- Extract:
◆ ◆ ◆ ◆ ◆ ◆ ◆
The Appalachian Mountain Photography Competition is proud to be offering a new program this year called “Portfolio Reviews.” Portfolio reviews are 20-minute, in-person, one-on-one review sessions with curators, Appalachian State University photography faculty, gallery owners, and publishers, in which the photographer and reviewer will discuss a portfolio of 20 of the photographer’s best images.
Portfolio Reviews are a great way to network with reviewers and photography colleagues. Below is a list of the reviewers for this year’s program. Read on for more detailed biographies.
- Brian Bookwalter
- Martin Church
- Bridget Conn
- Lauren Greenwald
- Dot Griffith
- Ann Pegelow Kaplan
- John Latimer
- Michael O’Neill
- Jessica Christine Owen
- Joshua White
- Chip Williams
Brian Brookwalter
Brian Brookwalter earned a BA in Economics and Environmental Science from Bucknell University and his MS degree in Photography from The Brooks Institute of Photography. Brian has owned and operated Bookwalter Photography LLC since 2002 specializing in architectural, editorial, and commercial photography. Bookwalter Photography has been based in Indianapolis, IN, Houston, TX and Boone, NC. In the past 12 years he has had over 2000 of his images published in regional, national and international magazines, including 120 covers. Brian is currently an Assistant Professor in the Commercial Photography program at Appalachian State University.
Martin Church
Martin Church is a lifelong student of photography. A native of Watauga County, he was first taught black and white photography at Mabel Elementary School by the school librarian, Mable Mast. His first inspiration was the landscape of the Appalachian Mountains in western North Carolina and southwest Virginia. Later, as a student at Virginia Intermont College, he was trained in Ansel Adam’s process of the Zone System and became a proponent of Edward Weston’s concept of Previsualization. While a graduate student at Radford University, he researched elements of chance and developed an alternative approach he calls Advancing Backward. This work involves experimental techniques such as timed exposures, paper negatives and multiple images. His photographs are made using many formats and media of subjects that incorporate the landscape, portraits and one’s relationship to the environment. Martin has shown work in various venues and published in national magazines including Fine Woodworking and The Photo Review. He has taught photography and art at Virginia Western Community College, Radford University, James Madison University and conducted children’s workshops in after school programs. He currently teaches in the Art Department at Appalachian State University.
Bridget Conn
Bridget Conn earned her BFA in Photography from Tulane University in 2000, and her MFA from the University of Georgia in 2003, focusing in Photography, Mixed Media, and Installation. She has taught at numerous colleges throughout the Southeast, and is currently the Photography professor at Blue Ridge Community College, and a Darkroom Photography instructor at Warren Wilson College. She is also the Founder and Executive Director of The Asheville Darkroom, a non-profit educational facility focused on providing classes, workshops, and member access to facilities. Bridget’s personal artwork has encompassed both digital and analog photography processes, as well as non-traditional media. Her current body of work explores chemigrams: abstract imagery made by breaking just about every darkroom rule ever established.
◆ ◆ ◆ ◆ ◆ ◆ ◆
- The request:
Answer these questions using the portfolio reviews page:
1. How long does each portfolio review session last?
2. At which school was Martin Church first taught black and white photography?
3. What non-profit did Bridget Conn found?
The entries after this point are separate material, unrelated to the portfolio reviews page.
◆ ◆ ◆ ◆ ◆ ◆ ◆
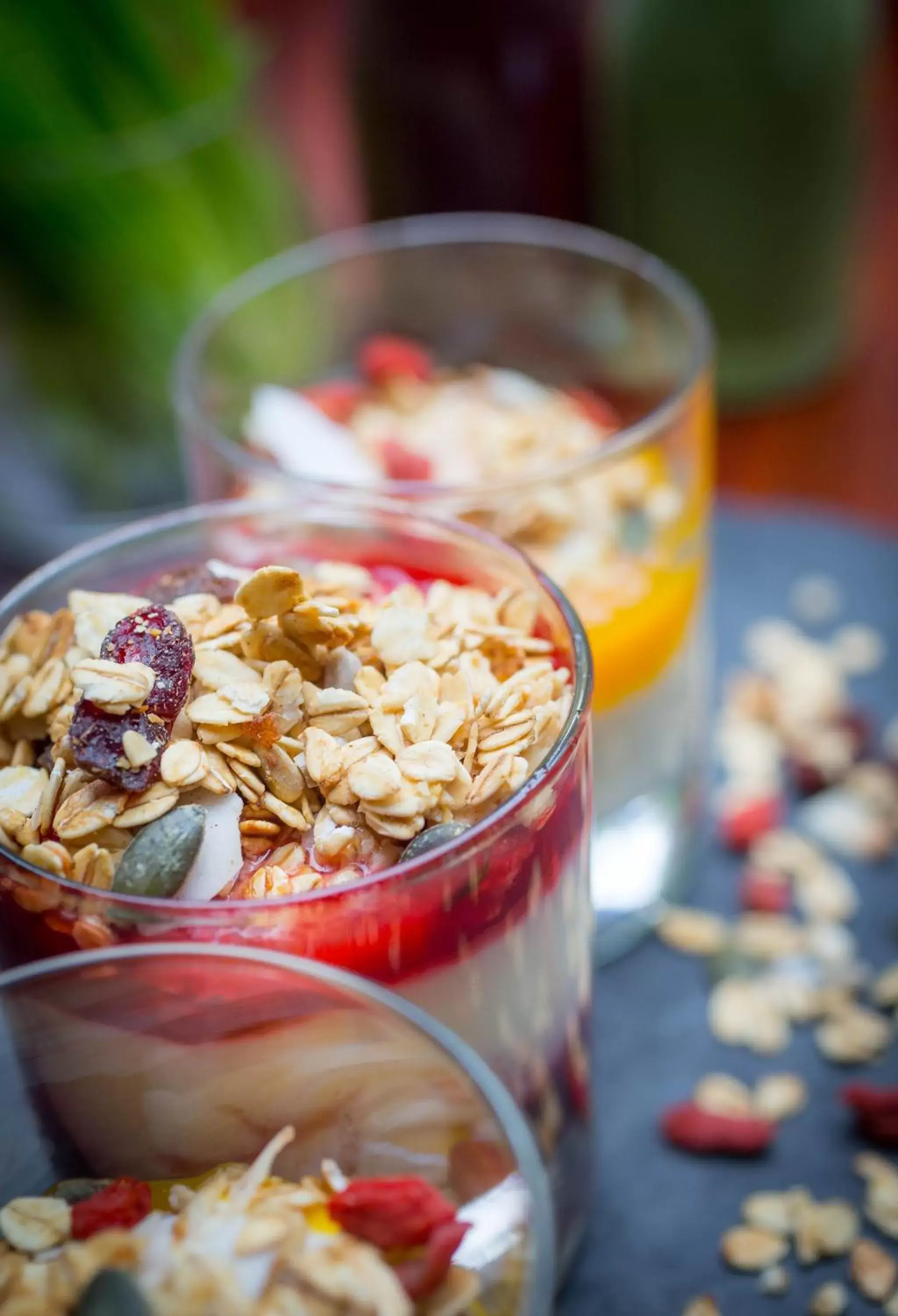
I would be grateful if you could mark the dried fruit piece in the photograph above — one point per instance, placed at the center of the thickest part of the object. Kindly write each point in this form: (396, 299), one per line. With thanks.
(743, 823)
(423, 1276)
(595, 408)
(387, 357)
(876, 1111)
(404, 464)
(689, 1127)
(872, 1270)
(160, 858)
(120, 1206)
(764, 894)
(391, 1212)
(337, 399)
(35, 1224)
(750, 1248)
(156, 637)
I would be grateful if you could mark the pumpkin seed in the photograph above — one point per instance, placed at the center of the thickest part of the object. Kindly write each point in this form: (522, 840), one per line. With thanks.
(433, 837)
(161, 856)
(112, 1293)
(78, 1190)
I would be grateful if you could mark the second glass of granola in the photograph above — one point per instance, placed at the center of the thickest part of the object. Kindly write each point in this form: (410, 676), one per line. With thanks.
(539, 379)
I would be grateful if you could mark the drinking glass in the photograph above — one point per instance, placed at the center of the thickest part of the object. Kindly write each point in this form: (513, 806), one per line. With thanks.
(568, 307)
(489, 933)
(162, 1062)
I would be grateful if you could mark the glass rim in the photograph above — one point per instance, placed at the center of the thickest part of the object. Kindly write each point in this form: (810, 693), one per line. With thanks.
(500, 1102)
(462, 849)
(424, 231)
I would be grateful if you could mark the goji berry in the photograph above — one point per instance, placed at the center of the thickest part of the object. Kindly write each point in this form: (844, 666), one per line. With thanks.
(421, 1276)
(741, 824)
(689, 1127)
(403, 464)
(120, 1206)
(388, 357)
(763, 894)
(336, 398)
(595, 408)
(876, 1112)
(400, 1212)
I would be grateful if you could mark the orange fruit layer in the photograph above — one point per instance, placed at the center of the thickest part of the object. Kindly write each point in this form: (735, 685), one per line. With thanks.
(634, 645)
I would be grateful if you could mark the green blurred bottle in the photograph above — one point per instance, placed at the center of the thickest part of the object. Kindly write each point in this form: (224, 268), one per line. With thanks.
(729, 137)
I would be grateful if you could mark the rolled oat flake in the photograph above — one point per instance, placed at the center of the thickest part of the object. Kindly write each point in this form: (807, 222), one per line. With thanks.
(433, 837)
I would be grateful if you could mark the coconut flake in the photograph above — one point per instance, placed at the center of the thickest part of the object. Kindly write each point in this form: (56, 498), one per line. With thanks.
(513, 389)
(220, 856)
(303, 440)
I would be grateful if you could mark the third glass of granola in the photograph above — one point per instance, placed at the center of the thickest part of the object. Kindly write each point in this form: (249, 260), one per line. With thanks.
(543, 381)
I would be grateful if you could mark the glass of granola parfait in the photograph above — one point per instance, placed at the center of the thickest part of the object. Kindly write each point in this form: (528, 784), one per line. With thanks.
(354, 735)
(235, 1131)
(543, 381)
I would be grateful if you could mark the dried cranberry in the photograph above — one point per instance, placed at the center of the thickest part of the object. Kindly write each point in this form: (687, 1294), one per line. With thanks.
(689, 1127)
(876, 1112)
(175, 585)
(98, 744)
(336, 398)
(421, 1276)
(400, 1212)
(403, 464)
(120, 1206)
(154, 636)
(387, 357)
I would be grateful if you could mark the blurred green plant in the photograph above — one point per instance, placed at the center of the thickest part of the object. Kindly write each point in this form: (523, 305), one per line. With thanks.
(133, 185)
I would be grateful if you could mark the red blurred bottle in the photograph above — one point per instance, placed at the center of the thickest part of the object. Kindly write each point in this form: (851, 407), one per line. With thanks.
(476, 104)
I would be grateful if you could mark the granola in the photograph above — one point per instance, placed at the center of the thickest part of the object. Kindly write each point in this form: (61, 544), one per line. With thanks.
(328, 723)
(237, 1240)
(601, 536)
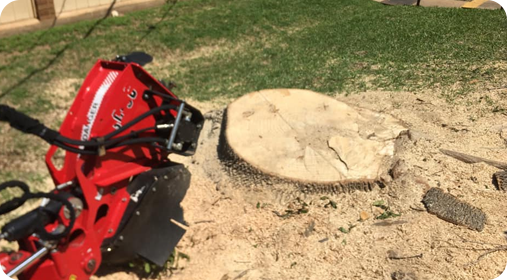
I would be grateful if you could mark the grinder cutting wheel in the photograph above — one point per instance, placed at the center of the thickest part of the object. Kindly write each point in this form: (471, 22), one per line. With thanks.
(117, 195)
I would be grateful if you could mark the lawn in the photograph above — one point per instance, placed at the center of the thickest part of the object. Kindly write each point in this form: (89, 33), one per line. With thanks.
(228, 48)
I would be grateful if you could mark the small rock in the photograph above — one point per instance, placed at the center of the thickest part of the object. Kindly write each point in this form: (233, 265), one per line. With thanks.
(364, 216)
(414, 135)
(401, 275)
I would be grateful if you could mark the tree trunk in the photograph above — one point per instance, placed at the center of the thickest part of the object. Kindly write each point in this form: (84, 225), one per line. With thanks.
(307, 139)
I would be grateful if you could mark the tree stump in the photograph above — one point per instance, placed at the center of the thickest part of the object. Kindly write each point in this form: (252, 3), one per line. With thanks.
(308, 139)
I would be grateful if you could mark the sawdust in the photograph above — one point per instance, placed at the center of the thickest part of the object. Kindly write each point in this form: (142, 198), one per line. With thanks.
(235, 234)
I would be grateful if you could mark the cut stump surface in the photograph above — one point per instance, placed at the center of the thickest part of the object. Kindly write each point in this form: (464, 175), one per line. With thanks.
(304, 136)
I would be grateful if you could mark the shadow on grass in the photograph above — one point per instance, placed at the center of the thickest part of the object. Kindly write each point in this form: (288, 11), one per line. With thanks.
(58, 55)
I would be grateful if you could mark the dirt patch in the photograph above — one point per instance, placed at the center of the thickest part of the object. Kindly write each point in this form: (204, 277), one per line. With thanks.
(275, 232)
(235, 232)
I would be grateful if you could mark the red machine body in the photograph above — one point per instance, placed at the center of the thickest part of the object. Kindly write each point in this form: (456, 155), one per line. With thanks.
(110, 97)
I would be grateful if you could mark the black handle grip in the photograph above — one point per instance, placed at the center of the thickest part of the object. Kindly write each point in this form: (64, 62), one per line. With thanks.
(26, 124)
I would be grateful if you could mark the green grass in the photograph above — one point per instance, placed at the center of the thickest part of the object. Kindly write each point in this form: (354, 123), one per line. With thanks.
(327, 45)
(228, 48)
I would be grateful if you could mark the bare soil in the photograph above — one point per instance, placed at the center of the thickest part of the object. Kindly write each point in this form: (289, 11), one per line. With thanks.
(234, 232)
(239, 231)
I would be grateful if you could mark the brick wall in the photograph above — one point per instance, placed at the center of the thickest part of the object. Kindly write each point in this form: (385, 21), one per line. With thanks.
(45, 9)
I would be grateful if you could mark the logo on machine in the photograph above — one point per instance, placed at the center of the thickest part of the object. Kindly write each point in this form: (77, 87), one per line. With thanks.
(97, 101)
(118, 115)
(135, 196)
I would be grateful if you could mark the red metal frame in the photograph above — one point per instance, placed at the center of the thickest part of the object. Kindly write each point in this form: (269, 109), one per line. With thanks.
(110, 96)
◆ ◆ ◆ ◆ ◆ ◆ ◆
- Exercise solution:
1. 20 minutes
2. Mabel Elementary School
3. The Asheville Darkroom